Each record is to be repeated exactly as it stands below.

▶ **Given records**
-------------------------

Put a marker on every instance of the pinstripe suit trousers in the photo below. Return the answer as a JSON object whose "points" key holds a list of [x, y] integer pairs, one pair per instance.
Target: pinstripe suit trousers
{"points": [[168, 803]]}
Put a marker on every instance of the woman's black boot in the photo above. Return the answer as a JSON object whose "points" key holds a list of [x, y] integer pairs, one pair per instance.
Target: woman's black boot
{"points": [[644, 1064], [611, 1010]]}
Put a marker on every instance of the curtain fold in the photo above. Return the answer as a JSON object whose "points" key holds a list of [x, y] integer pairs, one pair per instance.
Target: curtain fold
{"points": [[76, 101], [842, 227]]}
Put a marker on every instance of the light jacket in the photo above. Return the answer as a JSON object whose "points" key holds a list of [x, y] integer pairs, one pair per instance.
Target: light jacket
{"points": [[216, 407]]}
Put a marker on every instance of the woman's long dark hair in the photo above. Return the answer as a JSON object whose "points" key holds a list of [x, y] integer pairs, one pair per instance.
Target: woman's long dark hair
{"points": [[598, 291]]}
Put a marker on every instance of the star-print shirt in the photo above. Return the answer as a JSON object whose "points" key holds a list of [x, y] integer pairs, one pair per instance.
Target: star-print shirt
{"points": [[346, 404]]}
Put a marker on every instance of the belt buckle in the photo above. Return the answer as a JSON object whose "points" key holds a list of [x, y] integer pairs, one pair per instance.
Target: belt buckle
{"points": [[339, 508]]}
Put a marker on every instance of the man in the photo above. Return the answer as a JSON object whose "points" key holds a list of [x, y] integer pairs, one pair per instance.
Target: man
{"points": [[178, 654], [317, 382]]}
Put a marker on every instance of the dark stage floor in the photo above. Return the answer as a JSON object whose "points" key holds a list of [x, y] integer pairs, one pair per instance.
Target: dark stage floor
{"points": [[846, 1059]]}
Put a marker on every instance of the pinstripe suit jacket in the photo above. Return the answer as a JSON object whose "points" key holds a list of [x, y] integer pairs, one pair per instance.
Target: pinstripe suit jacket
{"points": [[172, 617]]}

-------------------------

▶ **Task response**
Put a marker on every instance of the pinstripe suit trousers in the photo below. Return the answer as a JSON object whose "points" key holds a list of [x, y] integer pairs, one pair per instance.
Target: pinstripe suit trousers
{"points": [[168, 803]]}
Put a marker on every instance of the woman's black boot in the photo above. Return the answer as a JSON object whose "points" key holds a list of [x, y] integer pairs, one pair per instance.
Target: woman's black boot
{"points": [[644, 1064], [611, 1010]]}
Put a marker on every instance of the curtain fold in the photo above. Return the answer as a JSON object whose "points" key holds a list of [x, y] integer pairs, one pair per instance.
Target: curtain fold
{"points": [[76, 101], [842, 227]]}
Put a marker on every instance of the light jacket in the photo above. Return the answer as a JSON object whose "points" key holds a list of [x, y] integer pairs, one pair per instance.
Target: light jacket
{"points": [[216, 407]]}
Put a marker on every instance of the woman's long dark hair in the photo above. Return the answer as a JSON object whose "points" key holds a list of [x, y] integer pairs, one pair per instance.
Target: woman's long dark hair
{"points": [[598, 291]]}
Put a marker on every instance of the star-print shirt in the photo above. Return the answer as a JSON object whose "points" key holds a list of [x, y] integer pairs, one pair per instance.
Target: star-print shirt
{"points": [[346, 404]]}
Put a marker on every instance of the belt buckle in the photo above. Return the answer as a JSON object whose "points" key holds a list of [x, y] integer pairs, one pair per instance.
Target: belt buckle
{"points": [[339, 508]]}
Put a marker on every instance of the man in the photo above. Return the answer as a JSON object whose "points" key holds a list of [x, y] integer pairs, one pair per instance.
Target: man
{"points": [[178, 654], [317, 382]]}
Put a marker on every instance of the dark stage floor in the photo above. Return the answer as a JSON object whose "points" key holds a list of [x, y] integer pairs, one pair per instance.
Target: dark stage floor
{"points": [[846, 1059]]}
Put a marker on every instance of the pinstripe suit jacket in the photo above. Return the answer as a JSON object whose "points" key holds a list of [x, y] integer pairs, one pair per instance.
Target: pinstripe suit jacket
{"points": [[172, 617]]}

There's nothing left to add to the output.